**AIM 1:**
Gather every line of the listing that contains the string "chair", and copy each one out. Case counts.

**TEXT SHOWN:**
* Begin *

The lattice package does this sort of thing in a different way. See, e.g., lattice:::xyplot.formula.
fn <- function(dat, expr) {
eval(substitute(expr), dat)
}
fn(df, a) # 1 2 3 4 5
fn(df, 2 * a + b) # 3 6 9 12 15
That's because you're not passing an expression.
Try:
fn <- function(dat, expr) {
mf <- match.call() # makes expr an expression that can be evaluated
eval(mf$expr, envir = dat)
}
> df <- data.frame( a = 1:5, b = 1:5 )
> fn( df, a )
[1] 1 2 3 4 5
> fn( df, a+b )
[1] 2 4 6 8 10
A quick glance at the source code of functions using this (eg lm) can reveal a lot more interesting things about it.
A late entry, but the data.table approach and syntax would appear to be what you are after.
This is exactly how [.data.table works with the j, i and by arguments.

* End *

**EXERCISE MATERIAL:**

* Begin *

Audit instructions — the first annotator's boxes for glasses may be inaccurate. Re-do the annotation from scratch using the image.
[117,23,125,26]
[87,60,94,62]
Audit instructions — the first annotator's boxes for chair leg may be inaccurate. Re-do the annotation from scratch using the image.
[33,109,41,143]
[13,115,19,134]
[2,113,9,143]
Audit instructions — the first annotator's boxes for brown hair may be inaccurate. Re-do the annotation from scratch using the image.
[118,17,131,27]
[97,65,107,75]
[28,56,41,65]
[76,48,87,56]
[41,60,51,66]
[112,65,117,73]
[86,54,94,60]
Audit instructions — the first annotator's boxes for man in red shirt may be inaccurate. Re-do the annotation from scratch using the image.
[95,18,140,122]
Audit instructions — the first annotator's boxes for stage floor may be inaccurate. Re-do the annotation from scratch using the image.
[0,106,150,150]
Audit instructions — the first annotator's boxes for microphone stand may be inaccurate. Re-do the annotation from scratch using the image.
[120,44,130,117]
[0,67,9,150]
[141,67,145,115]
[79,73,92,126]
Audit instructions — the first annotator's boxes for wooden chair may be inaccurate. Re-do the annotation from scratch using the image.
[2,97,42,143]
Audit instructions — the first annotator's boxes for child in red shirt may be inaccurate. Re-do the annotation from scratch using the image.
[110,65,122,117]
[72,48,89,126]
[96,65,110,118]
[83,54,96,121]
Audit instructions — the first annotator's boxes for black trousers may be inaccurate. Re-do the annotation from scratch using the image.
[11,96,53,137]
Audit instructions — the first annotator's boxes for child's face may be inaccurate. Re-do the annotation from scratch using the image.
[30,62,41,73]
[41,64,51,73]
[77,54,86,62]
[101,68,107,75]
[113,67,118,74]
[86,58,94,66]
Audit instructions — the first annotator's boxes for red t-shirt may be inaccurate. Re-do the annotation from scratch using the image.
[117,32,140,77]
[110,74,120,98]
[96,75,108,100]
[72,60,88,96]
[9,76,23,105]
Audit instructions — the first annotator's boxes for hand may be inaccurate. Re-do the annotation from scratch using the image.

* End *
* Begin *

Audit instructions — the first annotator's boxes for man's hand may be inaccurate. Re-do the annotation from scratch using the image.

* End *

**AIM 2:**
Extract a passage from the text on evaluating expressions in R: begin at the words "The lattice package" and stop after the words "passing an expression.".

**PROBLEM SOLUTION 1:**
Audit instructions — the first annotator's boxes for chair leg may be inaccurate. Re-do the annotation from scratch using the image.
Audit instructions — the first annotator's boxes for wooden chair may be inaccurate. Re-do the annotation from scratch using the image.

**PROBLEM SOLUTION 2:**
The lattice package does this sort of thing in a different way. See, e.g., lattice:::xyplot.formula.
fn <- function(dat, expr) {
eval(substitute(expr), dat)
}
fn(df, a) # 1 2 3 4 5
fn(df, 2 * a + b) # 3 6 9 12 15
That's because you're not passing an expression.